## BEGIN Page text

Students will read maps and use a compass rose.

Coin Type(s)

  • Quarter

Coin Program(s)

  • DC and Territory Quarters

Objectives

Students will read maps and use a compass rose.

Major Subject Area Connections

  • Social Studies

Grades

  • Kindergarten
  • First grade

Class Time

Sessions: Two
Session Length: 20-30 minutes
Total Length: 46-90 minutes

Groupings

  • Whole group
  • Pairs
  • Individual work

Background Knowledge

Students should have a basic knowledge of maps.

Terms and Concepts

  • Quarter
  • Obverse (front)
  • Reverse (back)
  • Territory
  • Island
  • Compass rose
  • Cardinal directions
  • Yellow cedar flower
  • Yellow breast bird
  • Tyre palm tree

Materials

  • 1 overhead projector (optional)
  • 1 overhead transparency of each of the following:
    • “U.S. Virgin Islands Quarter Reverse” page
    • “United States and Territories Map”
    • “U.S. Virgin Islands Map”
    • “Which Way Will We Go?” worksheet
    • “This Way to the Treasure!” worksheet
  • Copies of the following:
    • “Which Way Will We Go?” worksheet
    • “This Way to the Treasure!” worksheet
  • 1 class map of the world which includes the U.S. Virgin Islands
  • Chart paper
  • Markers, pencils, crayons (red, blue, yellow and green)
  • Scissors
  • Tape player and blank tape
  • Treasure chest with small, inexpensive stickers or toys

Preparations

  • Make an overhead transparency (or photocopy) of each of the following:
    • “U.S. Virgin Islands Quarter Reverse” page
    • “United States and Territories Map”
    • “U.S. Virgin Islands Map”
    • “Which Way Will We Go?” worksheet
    • “This Way to the Treasure!” worksheet
  • Make copies of each of the following:
    • “Which Way Will We Go?” worksheet (1 per student)
    • “This Way to the Treasure!” worksheet (1 per pair)
  • Have an adult (other than the teacher) tape record the story in Session 2.

Worksheets and Files

Lesson plan, worksheet(s), and rubric (if any) at www.usmint.gov/kids/teachers/lessonPlans/pdf/143.pdf.

## END Page text
## BEGIN Dataset records

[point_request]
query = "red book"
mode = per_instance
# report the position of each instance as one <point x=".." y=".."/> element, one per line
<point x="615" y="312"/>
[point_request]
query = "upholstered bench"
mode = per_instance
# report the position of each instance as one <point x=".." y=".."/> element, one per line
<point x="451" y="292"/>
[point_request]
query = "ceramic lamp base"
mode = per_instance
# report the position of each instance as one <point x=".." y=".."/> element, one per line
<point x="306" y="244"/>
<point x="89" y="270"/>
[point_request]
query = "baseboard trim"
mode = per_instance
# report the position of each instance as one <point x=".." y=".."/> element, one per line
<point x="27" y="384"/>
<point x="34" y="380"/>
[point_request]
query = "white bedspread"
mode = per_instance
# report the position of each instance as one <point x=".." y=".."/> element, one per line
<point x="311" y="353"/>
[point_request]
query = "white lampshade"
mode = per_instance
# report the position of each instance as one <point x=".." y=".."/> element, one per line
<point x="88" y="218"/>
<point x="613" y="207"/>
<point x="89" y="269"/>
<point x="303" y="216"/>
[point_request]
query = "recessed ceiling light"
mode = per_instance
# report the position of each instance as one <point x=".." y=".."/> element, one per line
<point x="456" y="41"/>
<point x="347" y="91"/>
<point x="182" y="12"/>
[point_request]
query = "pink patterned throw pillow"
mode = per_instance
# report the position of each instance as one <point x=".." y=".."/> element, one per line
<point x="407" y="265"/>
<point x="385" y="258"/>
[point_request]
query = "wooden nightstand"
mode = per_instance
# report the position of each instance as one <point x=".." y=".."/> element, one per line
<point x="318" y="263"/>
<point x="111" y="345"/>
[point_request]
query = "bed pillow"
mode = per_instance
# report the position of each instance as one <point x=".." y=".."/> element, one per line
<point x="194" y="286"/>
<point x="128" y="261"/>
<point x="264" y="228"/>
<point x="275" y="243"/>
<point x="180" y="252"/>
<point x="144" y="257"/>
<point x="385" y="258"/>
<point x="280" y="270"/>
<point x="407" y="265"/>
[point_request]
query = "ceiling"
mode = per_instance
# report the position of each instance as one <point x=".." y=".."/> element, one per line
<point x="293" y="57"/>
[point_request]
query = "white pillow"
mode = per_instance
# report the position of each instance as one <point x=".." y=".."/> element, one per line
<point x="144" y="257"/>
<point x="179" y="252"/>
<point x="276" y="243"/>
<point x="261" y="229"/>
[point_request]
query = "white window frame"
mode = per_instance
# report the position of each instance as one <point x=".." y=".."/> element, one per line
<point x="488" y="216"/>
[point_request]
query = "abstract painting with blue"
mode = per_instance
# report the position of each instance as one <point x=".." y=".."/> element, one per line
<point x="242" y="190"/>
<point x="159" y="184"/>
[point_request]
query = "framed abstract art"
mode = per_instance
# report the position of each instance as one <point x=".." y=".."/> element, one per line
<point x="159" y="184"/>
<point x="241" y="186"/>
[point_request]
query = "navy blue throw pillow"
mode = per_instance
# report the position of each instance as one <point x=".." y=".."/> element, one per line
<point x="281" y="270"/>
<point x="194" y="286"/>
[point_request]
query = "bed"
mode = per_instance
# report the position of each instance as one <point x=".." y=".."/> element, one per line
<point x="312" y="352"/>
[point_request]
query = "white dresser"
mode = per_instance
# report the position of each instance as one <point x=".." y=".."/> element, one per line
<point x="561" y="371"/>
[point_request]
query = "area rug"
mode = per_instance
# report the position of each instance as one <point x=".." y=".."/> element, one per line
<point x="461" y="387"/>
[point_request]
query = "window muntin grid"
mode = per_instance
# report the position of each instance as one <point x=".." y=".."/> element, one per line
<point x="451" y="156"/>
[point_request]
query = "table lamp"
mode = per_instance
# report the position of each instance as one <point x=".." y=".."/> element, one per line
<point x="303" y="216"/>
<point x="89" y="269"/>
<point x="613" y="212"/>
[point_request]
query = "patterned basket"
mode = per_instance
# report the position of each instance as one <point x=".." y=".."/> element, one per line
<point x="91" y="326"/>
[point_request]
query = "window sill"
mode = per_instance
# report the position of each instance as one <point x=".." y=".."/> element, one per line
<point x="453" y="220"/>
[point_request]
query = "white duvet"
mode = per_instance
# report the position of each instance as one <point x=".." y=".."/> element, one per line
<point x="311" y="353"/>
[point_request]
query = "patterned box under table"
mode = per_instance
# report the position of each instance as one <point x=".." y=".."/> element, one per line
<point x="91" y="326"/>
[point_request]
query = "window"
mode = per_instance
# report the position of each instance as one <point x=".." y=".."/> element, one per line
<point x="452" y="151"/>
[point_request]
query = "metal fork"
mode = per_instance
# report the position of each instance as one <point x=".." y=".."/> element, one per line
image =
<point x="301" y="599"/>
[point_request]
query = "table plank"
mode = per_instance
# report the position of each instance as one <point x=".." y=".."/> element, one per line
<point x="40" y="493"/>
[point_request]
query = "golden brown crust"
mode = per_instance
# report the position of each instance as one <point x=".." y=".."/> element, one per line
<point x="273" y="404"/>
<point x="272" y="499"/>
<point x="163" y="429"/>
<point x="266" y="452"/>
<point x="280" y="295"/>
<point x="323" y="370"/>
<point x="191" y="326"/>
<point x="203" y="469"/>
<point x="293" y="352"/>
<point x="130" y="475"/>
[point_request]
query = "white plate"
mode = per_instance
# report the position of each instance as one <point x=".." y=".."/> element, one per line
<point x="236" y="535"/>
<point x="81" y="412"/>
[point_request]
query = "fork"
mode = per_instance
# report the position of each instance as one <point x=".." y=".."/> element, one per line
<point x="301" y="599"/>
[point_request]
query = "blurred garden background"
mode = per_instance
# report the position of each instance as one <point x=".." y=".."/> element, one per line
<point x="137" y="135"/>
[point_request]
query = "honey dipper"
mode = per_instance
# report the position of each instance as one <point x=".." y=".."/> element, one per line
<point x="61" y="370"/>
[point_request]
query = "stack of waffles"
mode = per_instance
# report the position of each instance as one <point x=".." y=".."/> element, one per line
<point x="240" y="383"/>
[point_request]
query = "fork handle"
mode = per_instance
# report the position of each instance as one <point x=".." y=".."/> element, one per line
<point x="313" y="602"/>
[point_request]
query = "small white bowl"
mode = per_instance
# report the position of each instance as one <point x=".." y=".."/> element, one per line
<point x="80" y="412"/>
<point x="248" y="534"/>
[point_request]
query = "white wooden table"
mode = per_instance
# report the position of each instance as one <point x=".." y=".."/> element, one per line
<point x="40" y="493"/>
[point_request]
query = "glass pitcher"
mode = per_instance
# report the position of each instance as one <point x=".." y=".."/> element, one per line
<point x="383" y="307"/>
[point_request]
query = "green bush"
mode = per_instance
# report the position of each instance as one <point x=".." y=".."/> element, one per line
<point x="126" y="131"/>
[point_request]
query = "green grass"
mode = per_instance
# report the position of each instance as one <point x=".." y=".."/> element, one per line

## END Dataset records

### What this exercise asks
1: Copy the part of the lesson plan text between "Preparations" and "in Session 2.", inclusive.
2: According to the lesson plan, what should students already know before starting?
3: Shorten the preparations in the lesson plan that begin "Make an overhead transparency (or photocopy)" into a brief list that keeps the main facts.

### Solutions by task
1:
Preparations

  • Make an overhead transparency (or photocopy) of each of the following:
    • “U.S. Virgin Islands Quarter Reverse” page
    • “United States and Territories Map”
    • “U.S. Virgin Islands Map”
    • “Which Way Will We Go?” worksheet
    • “This Way to the Treasure!” worksheet
  • Make copies of each of the following:
    • “Which Way Will We Go?” worksheet (1 per student)
    • “This Way to the Treasure!” worksheet (1 per pair)
  • Have an adult (other than the teacher) tape record the story in Session 2.

2: Students should have a basic knowledge of maps.

3:
- Make a transparency or photocopy of the "U.S. Virgin Islands Quarter Reverse" page, the two maps, and both worksheets.
- Make one copy of "Which Way Will We Go?" per student and one of "This Way to the Treasure!" per pair.
- Have an adult other than the teacher tape record the story for Session 2.